◆ Exercise set:
- 1) In the interview about the Sarah, Plain and Tall series, list each of the three children and the adult occupation the author says that child will have.
- 2) Rewrite the paragraph beginning "I feel they will live on with me" from the interview about the Sarah, Plain and Tall series as a short bulleted list that keeps its main facts.
- 3) From the interview about the Sarah, Plain and Tall series, return the exact passage from "I feel they" to "be the writer.".

◆ Document extract:
↓

Grandfather's Dance brings to a close the five-book series that began with Sarah, Plain and Tall, winner of the Newbery Medal and inspiration for a series of films starring Glenn Close.
When you first introduced the character of Sarah in Arthur, for the Very First Time (1980), did you ever think her story would continue to grow as it has?
No, I didn't. I did [Sarah, Plain and Tall] and someone said, "Are you going to write more?" and I said, "No, I don't believe in that." When Glenn wanted to do another, I think that's what did it.
How did the series evolve?
I have a whole history in my head. I know what happens to the people when the book ends. That landscape [in the Sarah books] is part of my past, my father's farm, my mother's life. It was very personal for me, which makes [its conclusion] bittersweet in a way.
What surprised you most, as you developed Sarah's story line?
I like the fact that the characters are imperfect. Being married to a psychologist, I realize that I learn more from imperfections. They're more touching: when grandfather loses his temper or Sarah gets stubborn. That's where the breakthroughs come, and often they come through the children, because children speak the truth. Caleb says what people are afraid to say, like, "Will she [Sarah] stay?"
What will you miss most about these characters?
I feel they will live on with me. Give me another year and I could come up with more and more plots, but this [fifth book] just seemed to have a rounded feeling; the family has come full circle. I thought Anna would grow up to be a writer, but, no, she's a nurse because she's a caretaker. Caleb will be a teacher; he's a caring person, he's patient and he's kind—that came through when he was teaching his grandfather to read. My father started teaching in a one-room schoolhouse when he was 19, so Caleb will be there soon. Cassie will be the writer.
What are you working on now?
I'm working on a bunch of things with my daughter, Emily. And I'm doing a novel, [featuring] a whole other family, in which a child dies. This feels dark. Emily reminded me that all of my books are dark; parents disappear and people leave babies places. I'm on chapter eight, and he hasn't died yet.
What made you decide it was time to wind down the series?
It naturally came to an end, but it's bittersweet because I love this family. My father died a couple years ago at age 102, and this was his little dance.

↑

◆ Excerpted records:
↓

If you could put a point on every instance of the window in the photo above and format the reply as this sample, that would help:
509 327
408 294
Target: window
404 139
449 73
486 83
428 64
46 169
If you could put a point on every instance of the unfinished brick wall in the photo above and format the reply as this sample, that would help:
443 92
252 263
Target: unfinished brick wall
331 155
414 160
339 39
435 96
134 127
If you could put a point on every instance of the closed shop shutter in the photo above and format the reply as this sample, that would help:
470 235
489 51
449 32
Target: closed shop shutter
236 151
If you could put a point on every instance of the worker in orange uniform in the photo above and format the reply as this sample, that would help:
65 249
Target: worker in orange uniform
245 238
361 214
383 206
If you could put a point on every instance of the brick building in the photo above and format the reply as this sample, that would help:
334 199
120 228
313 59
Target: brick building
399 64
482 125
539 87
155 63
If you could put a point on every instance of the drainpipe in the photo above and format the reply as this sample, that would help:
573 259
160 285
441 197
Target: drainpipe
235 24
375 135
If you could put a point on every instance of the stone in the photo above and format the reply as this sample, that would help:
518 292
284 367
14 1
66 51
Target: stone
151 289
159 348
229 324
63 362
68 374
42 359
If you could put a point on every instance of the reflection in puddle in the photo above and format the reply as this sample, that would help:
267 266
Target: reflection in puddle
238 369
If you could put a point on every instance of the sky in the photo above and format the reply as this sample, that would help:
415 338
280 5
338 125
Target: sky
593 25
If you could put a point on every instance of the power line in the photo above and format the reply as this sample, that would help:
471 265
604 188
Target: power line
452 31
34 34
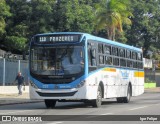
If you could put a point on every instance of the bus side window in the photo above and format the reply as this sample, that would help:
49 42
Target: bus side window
93 57
114 51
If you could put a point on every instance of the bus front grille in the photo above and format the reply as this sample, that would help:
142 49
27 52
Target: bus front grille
56 94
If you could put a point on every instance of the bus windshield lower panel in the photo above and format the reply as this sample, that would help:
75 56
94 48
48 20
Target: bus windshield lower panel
67 60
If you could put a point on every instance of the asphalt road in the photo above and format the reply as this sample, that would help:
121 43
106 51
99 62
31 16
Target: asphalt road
146 106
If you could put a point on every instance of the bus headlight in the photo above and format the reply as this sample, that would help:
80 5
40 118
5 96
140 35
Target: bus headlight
33 85
81 84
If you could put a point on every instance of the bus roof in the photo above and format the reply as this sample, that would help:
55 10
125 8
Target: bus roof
98 39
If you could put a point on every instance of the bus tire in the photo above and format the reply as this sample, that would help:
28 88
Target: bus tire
50 103
128 97
97 102
120 100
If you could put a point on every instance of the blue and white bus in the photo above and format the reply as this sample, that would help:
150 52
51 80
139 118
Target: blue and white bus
78 66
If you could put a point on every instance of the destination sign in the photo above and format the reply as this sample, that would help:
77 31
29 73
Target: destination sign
57 38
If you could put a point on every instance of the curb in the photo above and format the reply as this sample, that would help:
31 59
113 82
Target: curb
2 104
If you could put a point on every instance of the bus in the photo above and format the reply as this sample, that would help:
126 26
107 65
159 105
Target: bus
75 66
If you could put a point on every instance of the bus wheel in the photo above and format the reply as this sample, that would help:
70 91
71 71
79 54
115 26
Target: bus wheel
97 102
50 103
128 97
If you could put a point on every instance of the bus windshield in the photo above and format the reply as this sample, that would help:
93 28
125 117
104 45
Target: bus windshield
63 60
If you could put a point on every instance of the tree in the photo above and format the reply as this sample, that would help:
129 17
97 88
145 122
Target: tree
111 15
4 12
17 29
145 25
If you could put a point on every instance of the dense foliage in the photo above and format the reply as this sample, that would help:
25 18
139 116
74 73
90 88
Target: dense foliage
135 22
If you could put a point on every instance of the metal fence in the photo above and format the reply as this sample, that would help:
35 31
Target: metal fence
9 69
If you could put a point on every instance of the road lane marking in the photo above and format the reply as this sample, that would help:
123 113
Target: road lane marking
55 123
14 112
107 114
138 108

↑

◆ Answer list:
- 1)
- Anna: nurse
- Caleb: teacher
- Cassie: writer

- 2)
- The author feels the characters will live on with her.
- With another year, she could come up with more plots, but the fifth book felt rounded, with the family coming full circle.
- Anna was expected to become a writer but will be a nurse, because she is a caretaker.
- Caleb will be a teacher. He is caring, patient and kind, as shown when he taught his grandfather to read.
- The author's father started teaching in a one-room schoolhouse at 19, so Caleb will be there soon.
- Cassie will be the writer.

- 3)
I feel they will live on with me. Give me another year and I could come up with more and more plots, but this [fifth book] just seemed to have a rounded feeling; the family has come full circle. I thought Anna would grow up to be a writer, but, no, she's a nurse because she's a caretaker. Caleb will be a teacher; he's a caring person, he's patient and he's kind—that came through when he was teaching his grandfather to read. My father started teaching in a one-room schoolhouse when he was 19, so Caleb will be there soon. Cassie will be the writer.